━━━ EXTRACT ━━━
My Friends, risking getting into a theological debate, let this old granny tell you there is no use praying for the dead. They are gone on to other places now.
We can pray for families currently in this same kind of distress, and we can pray for ourselves, that we will be alert and sensitive to the needs around us. Most likely people were aware of this situation and for one reason or another didn’t intervene. I think that usually is for fear of being wrong, or for fear of “butting in.”
Twice in my life i have made reports of children in distress—one in AR that i knew was being beaten, and one here at home. It was a little child being pummeled in a car right on Main Street in front of Rod Armstrong’s. However, in our stressed out society i have questioned and then failed to report situations which probably needed intervention.
Truly, all parents need prayer. Parenting isn’t for sissies.
Tj- I appreciate your apology. Emotions are running high right now and I cannot nor will not forgive Ivory. You are probably one of the MANY victims that Ivory lured in and made feel sorry for her. Trust me – she was not the nice person that you remember her as. Sydney was my family’s life and now we are struggling to find our purpose. We will however continue to live for each other as that is what life is all about – Family, friends and love. Ivory never could see that.
I truly appreciate your acceptance of my apology, I never intended to cause anyone any more stress at this horrible time, Sydeny was such a beautiful little girl and my heart goes out to you and your family. You are with out a doubt correct that life is about family, friends, and love……..
I know this is very late. I just found out. I am heartbroken that this has happened. I knew the family, not for a long time, but everyone was very nice to me. I remember Sydney’s long curly hair and how beautiful she was. I know her family is hurting and will for a long time. My thoughts and prayers are with the family and Tim.
My name is Tara and I was Ivory’s sister. Her name was Crystal. She legally changed it after she had been diagnosed with munchausen syndrome and had her first child removed from her custody. Crystal and I share a father. Unfortunately Crystal spent most of her time with the other side of her family. As for Auntie Tammy and the rest of that half of the family- I hope that you can live with your choice to not bury Crystal. I too was very angry when I found out (via the news)what happened. Her father (which was her closest living relative) was left completely out of the information and the choice to send her body to the body farm. Crystal has been mentally unstable for a very long time. She kept most of us in the dark about where she was living. She moved a lot. She changed her name. She was married so many times! Her older sister Sabrina knew where she was but, no one ever thought she would go this far. Syd should have never been with her. Crystal and I were not very close the last few years. I had a hard time dealing with her mental illness. I saw her shortly before this. We talked briefly but, she seemed to be in a hurry. I wish that things could be different. I hope that my dad and I can obtain the ashes from the body farm to give Crystal a proper burial. It’s time for some closure-not hate.
Hi Tara – I am Syndey’s Aunt (Tim Black’s Sister). While I was very angry with Crystal (Ivory) in the beginning, I can assure you that I do not think that she is responsible for this tragedy now. I will do everything that I can to help you in providing a proper burial for Crystal (Ivory) as she certainly deserves one. Please send me an e-mail mcuster3@verizon.net.
━━━
» **WHAT THIS TASK INVOLVES**
Do these statements agree with the comments above? Answer yes or no for each and quote the words that decide it.
1. One commenter has twice reported children in distress.
2. Tara and Crystal share a mother.
3. Sydney's aunt says she still holds Crystal responsible for the tragedy.
━━━ SUPPLIED ENTRIES ━━━
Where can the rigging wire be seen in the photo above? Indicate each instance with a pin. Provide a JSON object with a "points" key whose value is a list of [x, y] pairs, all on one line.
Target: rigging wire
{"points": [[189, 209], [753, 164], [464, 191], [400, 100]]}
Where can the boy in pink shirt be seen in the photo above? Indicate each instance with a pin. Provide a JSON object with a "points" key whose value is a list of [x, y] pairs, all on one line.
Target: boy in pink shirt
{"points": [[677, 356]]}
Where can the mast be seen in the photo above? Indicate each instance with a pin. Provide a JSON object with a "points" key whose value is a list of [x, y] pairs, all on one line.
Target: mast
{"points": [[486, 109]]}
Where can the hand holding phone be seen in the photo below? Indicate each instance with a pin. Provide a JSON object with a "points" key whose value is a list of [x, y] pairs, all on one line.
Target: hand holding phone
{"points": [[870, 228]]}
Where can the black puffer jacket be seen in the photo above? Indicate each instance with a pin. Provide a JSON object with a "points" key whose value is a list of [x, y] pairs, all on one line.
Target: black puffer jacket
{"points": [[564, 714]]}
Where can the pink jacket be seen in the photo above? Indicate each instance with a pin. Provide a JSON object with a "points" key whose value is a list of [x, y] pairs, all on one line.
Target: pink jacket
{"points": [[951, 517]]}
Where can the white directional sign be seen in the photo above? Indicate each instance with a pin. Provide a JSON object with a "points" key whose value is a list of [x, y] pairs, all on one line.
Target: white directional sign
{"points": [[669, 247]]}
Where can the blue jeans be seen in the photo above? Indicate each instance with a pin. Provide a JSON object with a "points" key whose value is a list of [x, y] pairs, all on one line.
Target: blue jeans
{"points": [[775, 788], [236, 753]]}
━━━
» **SOLUTION**
1. Yes: "Twice in my life i have made reports of children in distress"
2. No: "Crystal and I share a father."
3. No: "I can assure you that I do not think that she is responsible for this tragedy now."